YOUR GOAL: Could you revise the records from the line that has "# target: beach grass" through the line that has "M 453 548 L", replacing "beach sand" with "wet sand" and keeping everything else the same, and return only those lines?

===== RECORDS FOR PROCESSING

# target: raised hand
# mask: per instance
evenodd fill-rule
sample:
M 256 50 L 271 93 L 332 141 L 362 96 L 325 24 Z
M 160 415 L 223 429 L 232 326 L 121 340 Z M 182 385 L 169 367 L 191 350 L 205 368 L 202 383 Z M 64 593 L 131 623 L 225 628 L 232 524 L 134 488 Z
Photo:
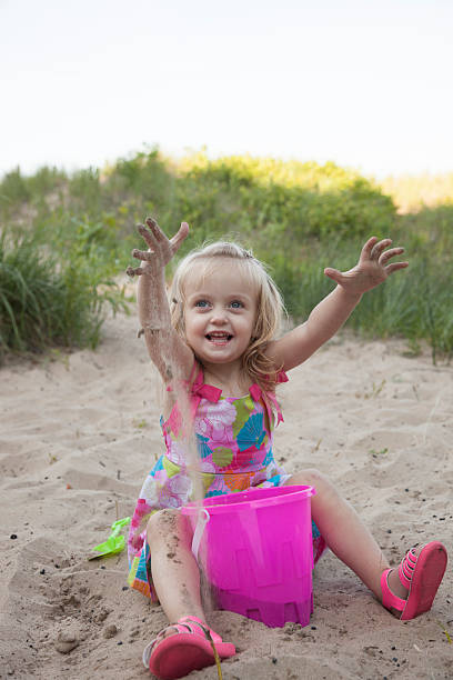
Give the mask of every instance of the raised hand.
M 409 267 L 409 262 L 392 262 L 387 264 L 391 258 L 404 252 L 404 248 L 389 248 L 391 244 L 391 239 L 378 241 L 376 237 L 371 237 L 362 248 L 359 262 L 355 267 L 344 272 L 328 267 L 324 269 L 324 273 L 349 294 L 361 296 L 385 281 L 394 271 Z M 385 250 L 386 248 L 389 250 Z
M 172 259 L 174 253 L 178 251 L 182 241 L 189 233 L 189 224 L 181 222 L 178 233 L 172 238 L 168 239 L 159 227 L 158 222 L 152 218 L 145 220 L 145 224 L 138 224 L 138 230 L 149 246 L 149 250 L 132 250 L 132 257 L 141 260 L 141 266 L 128 267 L 125 272 L 130 277 L 140 277 L 142 274 L 155 274 L 159 270 L 162 270 Z

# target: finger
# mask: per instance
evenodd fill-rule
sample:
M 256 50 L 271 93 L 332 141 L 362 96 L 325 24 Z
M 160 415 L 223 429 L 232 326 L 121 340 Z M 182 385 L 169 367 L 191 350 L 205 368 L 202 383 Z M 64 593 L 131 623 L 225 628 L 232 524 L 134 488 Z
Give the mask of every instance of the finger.
M 387 264 L 385 267 L 385 271 L 387 272 L 387 274 L 391 274 L 394 271 L 397 271 L 399 269 L 405 269 L 406 267 L 409 267 L 409 262 L 392 262 L 392 264 Z
M 325 273 L 326 277 L 332 279 L 332 281 L 335 281 L 335 283 L 340 283 L 341 284 L 341 283 L 344 282 L 345 277 L 338 269 L 332 269 L 331 267 L 326 267 L 324 269 L 324 273 Z
M 402 254 L 403 252 L 404 252 L 404 248 L 390 248 L 390 250 L 385 250 L 385 252 L 383 252 L 380 256 L 379 263 L 385 264 L 387 260 L 390 260 L 391 258 L 394 258 L 397 254 Z
M 150 248 L 155 247 L 155 237 L 144 224 L 137 224 L 137 230 Z
M 151 262 L 154 257 L 154 252 L 152 250 L 138 250 L 134 248 L 132 250 L 132 257 L 138 260 L 145 260 L 147 262 Z
M 150 218 L 148 218 L 145 222 L 149 229 L 147 229 L 144 224 L 138 224 L 138 230 L 143 237 L 143 239 L 147 241 L 151 250 L 159 250 L 159 240 L 157 238 L 157 232 L 155 229 L 153 229 L 152 222 L 154 222 L 155 227 L 158 227 L 158 223 L 154 220 L 151 220 Z
M 128 267 L 128 269 L 125 270 L 125 273 L 128 274 L 128 277 L 140 277 L 142 273 L 144 273 L 143 269 L 141 267 Z
M 144 221 L 147 222 L 148 227 L 151 229 L 151 233 L 158 241 L 161 241 L 162 238 L 167 238 L 154 218 L 147 218 Z
M 379 260 L 379 258 L 381 257 L 385 248 L 389 248 L 389 246 L 391 244 L 392 244 L 392 239 L 383 239 L 382 241 L 379 241 L 379 243 L 375 243 L 373 248 L 371 249 L 370 259 Z
M 364 247 L 362 248 L 362 252 L 360 253 L 360 259 L 366 259 L 369 260 L 371 258 L 371 251 L 373 250 L 373 246 L 374 243 L 378 242 L 378 238 L 376 237 L 371 237 L 366 243 L 364 244 Z
M 187 222 L 181 222 L 181 227 L 178 230 L 178 233 L 174 234 L 172 239 L 170 239 L 171 249 L 174 252 L 179 249 L 182 241 L 184 241 L 189 236 L 189 224 Z

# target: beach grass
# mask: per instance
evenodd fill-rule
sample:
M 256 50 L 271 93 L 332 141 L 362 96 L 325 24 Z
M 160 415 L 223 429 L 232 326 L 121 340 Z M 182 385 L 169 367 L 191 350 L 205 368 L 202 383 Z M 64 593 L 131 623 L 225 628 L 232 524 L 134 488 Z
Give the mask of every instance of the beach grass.
M 442 183 L 441 204 L 402 214 L 394 184 L 386 194 L 334 163 L 203 153 L 177 162 L 148 149 L 103 170 L 16 169 L 0 182 L 2 351 L 94 347 L 105 303 L 125 304 L 115 281 L 141 247 L 134 226 L 151 214 L 169 234 L 190 223 L 181 256 L 225 237 L 252 248 L 294 321 L 332 290 L 324 267 L 348 270 L 370 236 L 390 236 L 410 267 L 364 296 L 348 326 L 365 338 L 405 338 L 413 352 L 426 341 L 434 361 L 451 356 L 450 186 Z

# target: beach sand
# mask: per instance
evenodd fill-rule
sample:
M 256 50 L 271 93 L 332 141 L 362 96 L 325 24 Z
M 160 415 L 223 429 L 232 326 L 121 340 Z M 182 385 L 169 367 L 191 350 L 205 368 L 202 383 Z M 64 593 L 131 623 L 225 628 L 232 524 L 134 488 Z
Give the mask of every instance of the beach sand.
M 453 548 L 453 367 L 405 349 L 339 336 L 291 371 L 275 434 L 278 461 L 330 476 L 392 560 L 425 540 Z M 157 377 L 133 317 L 109 320 L 95 352 L 52 357 L 0 370 L 0 677 L 147 678 L 162 609 L 127 587 L 124 552 L 87 558 L 162 452 Z M 209 621 L 238 647 L 224 680 L 453 674 L 451 564 L 432 611 L 405 623 L 330 552 L 310 626 Z

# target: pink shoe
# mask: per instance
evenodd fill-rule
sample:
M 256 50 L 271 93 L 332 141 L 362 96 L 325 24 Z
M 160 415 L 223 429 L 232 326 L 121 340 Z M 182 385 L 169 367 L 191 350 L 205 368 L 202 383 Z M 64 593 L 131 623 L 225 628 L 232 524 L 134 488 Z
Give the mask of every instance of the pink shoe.
M 165 638 L 170 628 L 177 633 Z M 173 680 L 234 654 L 234 644 L 222 642 L 222 638 L 197 617 L 184 617 L 161 630 L 144 648 L 143 666 L 161 680 Z
M 446 560 L 445 547 L 439 541 L 423 546 L 419 556 L 415 548 L 411 548 L 397 570 L 401 583 L 409 590 L 407 599 L 403 600 L 390 590 L 387 577 L 392 570 L 386 569 L 381 577 L 382 606 L 401 611 L 402 621 L 429 611 L 445 573 Z

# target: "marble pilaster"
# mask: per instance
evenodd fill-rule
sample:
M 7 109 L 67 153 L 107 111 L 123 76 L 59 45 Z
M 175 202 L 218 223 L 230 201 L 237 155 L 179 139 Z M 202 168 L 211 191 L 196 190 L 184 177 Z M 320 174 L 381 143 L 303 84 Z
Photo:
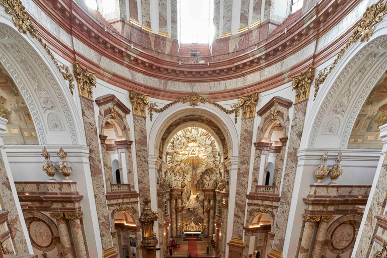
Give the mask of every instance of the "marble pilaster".
M 171 236 L 176 237 L 176 199 L 171 199 Z
M 140 205 L 141 210 L 142 211 L 144 207 L 143 202 L 144 198 L 149 198 L 151 194 L 147 143 L 147 120 L 146 117 L 135 114 L 133 115 L 133 120 L 135 125 L 135 141 L 137 160 Z
M 236 238 L 242 239 L 243 237 L 246 195 L 247 191 L 253 124 L 253 116 L 242 119 L 237 176 L 238 183 L 236 185 L 234 226 L 232 232 L 232 237 Z
M 177 39 L 177 0 L 171 0 L 171 38 Z
M 82 216 L 80 214 L 65 214 L 65 217 L 70 220 L 70 226 L 75 244 L 77 257 L 87 257 L 85 242 L 83 240 L 82 227 L 79 219 L 80 216 Z
M 23 230 L 22 221 L 20 220 L 18 210 L 23 217 L 21 207 L 17 199 L 18 196 L 12 174 L 9 170 L 7 169 L 6 163 L 8 163 L 8 160 L 5 152 L 5 146 L 3 141 L 4 131 L 6 130 L 7 120 L 0 117 L 0 205 L 2 210 L 8 211 L 8 222 L 7 226 L 10 231 L 11 238 L 12 239 L 14 248 L 16 254 L 28 254 L 29 251 L 26 238 L 28 237 L 28 233 Z M 13 189 L 14 188 L 14 192 Z M 15 198 L 16 199 L 15 199 Z M 23 224 L 25 224 L 23 219 Z M 4 226 L 5 227 L 5 226 Z M 4 232 L 4 231 L 2 231 Z M 12 248 L 9 248 L 12 250 Z
M 58 227 L 59 237 L 62 246 L 63 258 L 74 258 L 70 236 L 69 235 L 69 230 L 63 213 L 51 213 L 50 215 L 52 218 L 56 220 L 56 226 Z
M 159 33 L 168 34 L 167 0 L 159 0 Z
M 90 173 L 93 183 L 93 189 L 98 218 L 99 232 L 102 244 L 102 249 L 105 250 L 112 246 L 110 226 L 107 212 L 107 203 L 105 196 L 105 184 L 102 174 L 101 155 L 99 152 L 98 135 L 97 132 L 97 124 L 95 121 L 94 101 L 83 96 L 79 96 L 82 109 L 85 135 L 86 144 L 89 148 L 89 161 L 90 164 Z M 109 186 L 107 186 L 109 187 Z
M 274 249 L 280 252 L 282 252 L 284 247 L 285 235 L 286 233 L 290 203 L 296 176 L 297 153 L 302 136 L 307 103 L 308 99 L 306 99 L 294 104 L 290 134 L 288 139 L 287 144 L 289 147 L 277 215 L 276 234 L 273 246 Z
M 204 232 L 203 233 L 203 236 L 208 237 L 209 234 L 209 228 L 208 228 L 208 217 L 209 211 L 210 204 L 208 199 L 204 199 Z
M 333 221 L 334 217 L 322 216 L 321 218 L 318 227 L 317 229 L 316 238 L 313 246 L 312 258 L 320 258 L 324 248 L 327 230 L 328 229 L 328 225 L 330 221 Z
M 231 32 L 232 0 L 224 0 L 223 3 L 223 29 L 222 34 Z
M 241 0 L 239 29 L 245 27 L 248 25 L 248 8 L 249 5 L 249 1 Z
M 141 12 L 143 14 L 143 25 L 151 28 L 150 0 L 141 0 Z

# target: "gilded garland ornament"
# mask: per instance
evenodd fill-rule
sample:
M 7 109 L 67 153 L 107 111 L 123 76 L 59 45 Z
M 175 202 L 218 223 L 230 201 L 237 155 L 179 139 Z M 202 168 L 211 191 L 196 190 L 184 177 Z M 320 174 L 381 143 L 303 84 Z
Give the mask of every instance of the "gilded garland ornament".
M 55 65 L 56 66 L 56 68 L 59 70 L 59 72 L 62 75 L 63 78 L 65 80 L 69 82 L 69 88 L 72 95 L 73 95 L 74 81 L 70 69 L 64 64 L 59 65 L 50 49 L 40 37 L 39 32 L 31 22 L 28 14 L 26 12 L 26 9 L 20 0 L 0 0 L 0 5 L 4 7 L 5 8 L 6 12 L 12 17 L 14 24 L 18 28 L 19 32 L 25 34 L 28 32 L 31 37 L 35 38 L 40 43 L 46 52 L 52 59 Z
M 219 105 L 217 103 L 215 102 L 212 100 L 210 100 L 207 98 L 203 97 L 202 96 L 200 95 L 196 92 L 192 92 L 189 93 L 185 97 L 180 98 L 177 100 L 175 100 L 170 102 L 160 108 L 156 108 L 156 107 L 158 107 L 158 106 L 155 103 L 150 103 L 148 106 L 148 114 L 149 115 L 149 118 L 150 118 L 151 121 L 152 121 L 152 119 L 153 117 L 154 112 L 155 113 L 160 113 L 166 110 L 173 105 L 177 104 L 178 103 L 186 103 L 187 102 L 189 102 L 189 106 L 191 107 L 198 106 L 200 103 L 203 104 L 206 103 L 211 104 L 211 105 L 217 107 L 227 114 L 230 115 L 232 114 L 235 114 L 235 123 L 236 123 L 237 122 L 238 116 L 239 115 L 239 112 L 240 110 L 240 105 L 239 104 L 234 104 L 234 105 L 231 105 L 230 106 L 230 107 L 231 108 L 231 109 L 227 109 L 227 108 L 225 108 L 221 105 Z
M 333 61 L 329 68 L 327 68 L 318 73 L 318 76 L 314 81 L 314 99 L 316 99 L 317 93 L 319 89 L 319 86 L 324 81 L 327 77 L 330 74 L 339 60 L 344 55 L 344 53 L 353 43 L 356 42 L 359 39 L 360 42 L 368 42 L 369 37 L 372 36 L 375 29 L 375 25 L 380 22 L 383 16 L 387 14 L 387 4 L 373 4 L 367 8 L 365 12 L 363 14 L 363 18 L 357 25 L 357 28 L 353 31 L 352 34 L 348 39 L 345 45 L 341 49 L 337 55 L 337 57 Z

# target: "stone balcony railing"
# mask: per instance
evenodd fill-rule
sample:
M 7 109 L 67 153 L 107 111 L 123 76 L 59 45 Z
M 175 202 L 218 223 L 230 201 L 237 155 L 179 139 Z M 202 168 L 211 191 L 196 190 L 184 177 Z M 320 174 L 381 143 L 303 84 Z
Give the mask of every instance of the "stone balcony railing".
M 129 183 L 112 183 L 110 184 L 111 191 L 130 191 L 131 184 Z

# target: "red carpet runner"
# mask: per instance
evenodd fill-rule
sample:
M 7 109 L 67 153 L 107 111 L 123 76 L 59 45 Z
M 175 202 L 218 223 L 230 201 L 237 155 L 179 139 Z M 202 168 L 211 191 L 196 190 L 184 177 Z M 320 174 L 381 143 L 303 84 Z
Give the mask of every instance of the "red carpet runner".
M 198 257 L 198 247 L 196 245 L 196 238 L 188 238 L 188 251 L 187 252 L 188 256 Z

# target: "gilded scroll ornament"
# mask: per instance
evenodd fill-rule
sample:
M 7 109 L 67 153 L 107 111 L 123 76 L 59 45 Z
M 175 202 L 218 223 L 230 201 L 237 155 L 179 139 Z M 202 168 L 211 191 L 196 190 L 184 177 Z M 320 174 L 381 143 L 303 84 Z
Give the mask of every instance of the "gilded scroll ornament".
M 310 67 L 305 73 L 292 77 L 292 88 L 296 90 L 295 103 L 309 98 L 310 85 L 314 79 L 314 68 Z
M 78 213 L 66 213 L 64 214 L 64 217 L 66 219 L 71 220 L 79 219 L 83 217 L 83 213 L 82 212 L 79 212 Z
M 177 104 L 178 103 L 185 103 L 187 102 L 189 102 L 189 106 L 191 107 L 197 106 L 199 105 L 200 103 L 203 104 L 208 103 L 212 105 L 213 106 L 217 107 L 227 114 L 230 115 L 231 114 L 235 114 L 235 123 L 237 123 L 238 120 L 238 116 L 239 115 L 239 111 L 240 110 L 240 106 L 239 104 L 234 104 L 234 105 L 231 105 L 230 106 L 230 107 L 231 108 L 231 109 L 227 109 L 227 108 L 225 108 L 221 105 L 219 105 L 217 103 L 214 102 L 212 100 L 210 100 L 207 98 L 204 98 L 202 96 L 200 95 L 196 92 L 192 92 L 189 93 L 189 94 L 187 95 L 185 97 L 180 98 L 177 100 L 175 100 L 170 102 L 160 108 L 156 108 L 155 107 L 158 106 L 155 103 L 150 103 L 148 107 L 148 113 L 150 115 L 149 118 L 150 118 L 151 121 L 152 121 L 154 112 L 155 113 L 161 113 L 162 112 L 166 110 L 173 105 Z
M 152 212 L 152 209 L 149 206 L 150 201 L 148 198 L 145 198 L 144 203 L 145 206 L 143 210 L 143 214 L 140 217 L 140 223 L 141 223 L 143 235 L 143 240 L 141 244 L 147 250 L 148 253 L 151 254 L 154 250 L 156 249 L 157 245 L 157 238 L 156 234 L 153 232 L 153 224 L 155 221 L 157 220 L 157 213 Z
M 26 34 L 28 32 L 31 37 L 36 38 L 39 41 L 40 45 L 46 50 L 46 52 L 52 59 L 55 65 L 56 66 L 56 68 L 59 70 L 59 72 L 62 75 L 63 78 L 65 80 L 69 82 L 69 88 L 71 94 L 73 94 L 74 89 L 74 80 L 73 75 L 70 73 L 70 69 L 64 64 L 59 65 L 50 49 L 40 37 L 38 30 L 31 22 L 30 17 L 26 12 L 26 9 L 20 0 L 0 0 L 0 5 L 3 6 L 6 9 L 6 12 L 12 17 L 14 24 L 18 28 L 19 32 L 23 34 Z
M 56 182 L 56 180 L 54 179 L 54 176 L 56 172 L 56 167 L 52 164 L 52 161 L 50 160 L 51 155 L 47 151 L 46 147 L 43 148 L 40 155 L 44 157 L 44 161 L 43 161 L 42 169 L 47 174 L 47 175 L 48 176 L 49 179 L 47 181 L 49 182 Z
M 82 68 L 78 62 L 73 64 L 73 72 L 77 79 L 79 95 L 92 100 L 93 87 L 97 83 L 97 74 L 89 72 L 87 68 Z
M 255 116 L 257 103 L 258 103 L 257 92 L 244 97 L 239 97 L 238 104 L 242 107 L 242 118 Z
M 129 91 L 129 97 L 132 103 L 133 114 L 146 116 L 145 108 L 149 104 L 149 95 L 142 94 L 131 90 Z M 151 121 L 152 121 L 152 118 L 151 118 Z
M 375 25 L 380 22 L 383 16 L 387 14 L 387 4 L 378 4 L 377 5 L 373 4 L 367 8 L 365 12 L 363 14 L 362 18 L 356 29 L 353 31 L 352 34 L 348 39 L 345 45 L 339 52 L 337 57 L 329 68 L 327 68 L 320 71 L 318 73 L 316 80 L 314 81 L 314 99 L 317 96 L 319 86 L 327 79 L 327 77 L 330 74 L 339 60 L 344 55 L 344 53 L 353 43 L 356 42 L 359 39 L 360 42 L 368 42 L 369 37 L 372 36 L 372 33 L 375 29 Z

==========

EXERCISE OUTPUT:
# target: beach grass
# mask: per instance
evenodd fill-rule
sample:
M 256 50 L 271 93 L 332 141 L 362 96 L 325 24 Z
M 160 415 L 223 429 L 232 326 L 121 340 Z M 182 385 L 169 367 L 191 350 L 205 368 L 202 383 Z M 64 593 L 131 623 L 225 628 L 232 524 L 134 488 Z
Give the mask of every instance of the beach grass.
M 442 183 L 441 204 L 402 214 L 394 184 L 386 194 L 334 163 L 203 153 L 177 162 L 148 149 L 103 170 L 16 169 L 0 182 L 2 351 L 94 347 L 105 303 L 125 304 L 115 281 L 141 247 L 134 226 L 151 214 L 169 234 L 190 223 L 181 256 L 225 237 L 252 248 L 294 321 L 332 290 L 324 267 L 348 270 L 370 236 L 390 236 L 410 267 L 364 296 L 348 326 L 365 338 L 405 338 L 413 352 L 426 341 L 434 361 L 451 356 L 450 186 Z

# target: wet sand
# mask: per instance
evenodd fill-rule
sample:
M 256 50 L 271 93 L 332 141 L 362 96 L 325 24 Z
M 160 415 L 223 429 L 232 326 L 121 340 Z M 182 385 L 169 367 L 191 350 L 205 368 L 202 383 Z M 64 593 L 131 623 L 225 628 L 232 524 L 134 488 Z
Give the mask of every instance of the wet sand.
M 453 548 L 453 367 L 405 349 L 339 336 L 291 371 L 275 434 L 278 461 L 330 476 L 392 560 L 425 540 Z M 157 377 L 133 317 L 109 320 L 95 352 L 52 357 L 0 370 L 0 677 L 147 678 L 162 609 L 127 587 L 124 552 L 87 558 L 162 452 Z M 209 621 L 238 647 L 224 680 L 453 674 L 451 564 L 432 611 L 405 623 L 330 552 L 310 626 Z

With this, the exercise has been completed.